Task prompt
Can you repeat the stretch of rows below, from the one containing "Spot the hand, then" through the end of the rows, with the requests included and unchanged? Scale every pixel coordinate in the answers by 0.5 and round each to a whole number, with halves rounded up.

-- Begin Data entries --

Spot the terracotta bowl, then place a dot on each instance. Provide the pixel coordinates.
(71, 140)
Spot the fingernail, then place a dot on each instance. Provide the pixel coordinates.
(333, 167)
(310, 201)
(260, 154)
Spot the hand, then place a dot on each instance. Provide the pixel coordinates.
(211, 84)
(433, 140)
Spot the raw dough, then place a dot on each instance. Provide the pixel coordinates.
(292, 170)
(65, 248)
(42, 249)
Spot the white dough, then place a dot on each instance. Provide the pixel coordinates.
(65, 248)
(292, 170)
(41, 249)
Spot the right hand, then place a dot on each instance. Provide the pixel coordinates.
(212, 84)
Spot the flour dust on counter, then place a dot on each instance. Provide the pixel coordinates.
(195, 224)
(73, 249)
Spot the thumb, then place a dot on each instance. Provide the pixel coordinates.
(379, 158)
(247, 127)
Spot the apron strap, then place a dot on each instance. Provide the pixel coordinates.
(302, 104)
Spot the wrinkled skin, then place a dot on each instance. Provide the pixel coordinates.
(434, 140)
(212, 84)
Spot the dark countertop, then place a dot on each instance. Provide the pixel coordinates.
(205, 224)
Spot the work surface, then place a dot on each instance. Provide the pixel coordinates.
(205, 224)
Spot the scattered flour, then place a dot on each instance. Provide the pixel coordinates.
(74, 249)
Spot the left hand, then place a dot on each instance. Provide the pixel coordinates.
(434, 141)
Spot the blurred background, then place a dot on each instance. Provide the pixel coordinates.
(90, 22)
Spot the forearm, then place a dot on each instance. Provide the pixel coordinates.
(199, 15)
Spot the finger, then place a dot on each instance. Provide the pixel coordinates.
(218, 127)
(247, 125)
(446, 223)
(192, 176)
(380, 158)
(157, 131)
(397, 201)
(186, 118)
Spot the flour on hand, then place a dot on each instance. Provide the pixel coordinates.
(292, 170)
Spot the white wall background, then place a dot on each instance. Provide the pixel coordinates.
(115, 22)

-- End Data entries --

Written solution
Spot the hand, then place a dot on each instance. Provide the pixel coordinates.
(106, 42)
(217, 70)
Spot the raw dough, then place a dot on each instance. Provide the pixel coordinates.
(146, 85)
(33, 124)
(21, 125)
Spot the white dough, then place a dot on each instance. Provide the pixel coordinates.
(33, 124)
(146, 85)
(21, 125)
Spot the right hand, then place a dot on each instance. Provide the pixel coordinates.
(106, 42)
Spot the flour dust on counter, then place a dot on each instance. Provide the pixel coordinates.
(98, 112)
(37, 125)
Spot the thumb, then place a dot on each instance. Provide the pixel coordinates.
(190, 79)
(124, 64)
Spot the apron strap, then place a dot on each instance. Provide the pixel coordinates.
(151, 52)
Spot the wrinkled skin, then place a dot on each instance. Provide the pixel coordinates.
(217, 70)
(106, 42)
Spot the dark countertop, then place a dot on each instance. Provide the pixel coordinates.
(103, 112)
Spot the work surface, then place a dot on each instance. Provide the pixel coordinates.
(103, 112)
Spot the scattered flour, then place a dot on each instance. Provide the pixel coordinates.
(37, 125)
Spot the left hand, then place a dot on each instance. Provide the pixel coordinates.
(217, 71)
Spot the blurred background, then place a dot on each instance. Provide the pixel coordinates.
(45, 11)
Spot the forearm, then place a dot on each instance. Provide the pixel coordinates.
(100, 8)
Spot the finger, then place a dot on each instance. Provide the pixel coordinates.
(109, 64)
(124, 63)
(223, 112)
(96, 88)
(190, 79)
(79, 66)
(199, 101)
(93, 59)
Spot the flour on hand, then place a dot on each instance. Provide the pixel coordinates.
(146, 85)
Spot the white wall background, then place a dot on each instance. Provide the pixel coordinates.
(58, 11)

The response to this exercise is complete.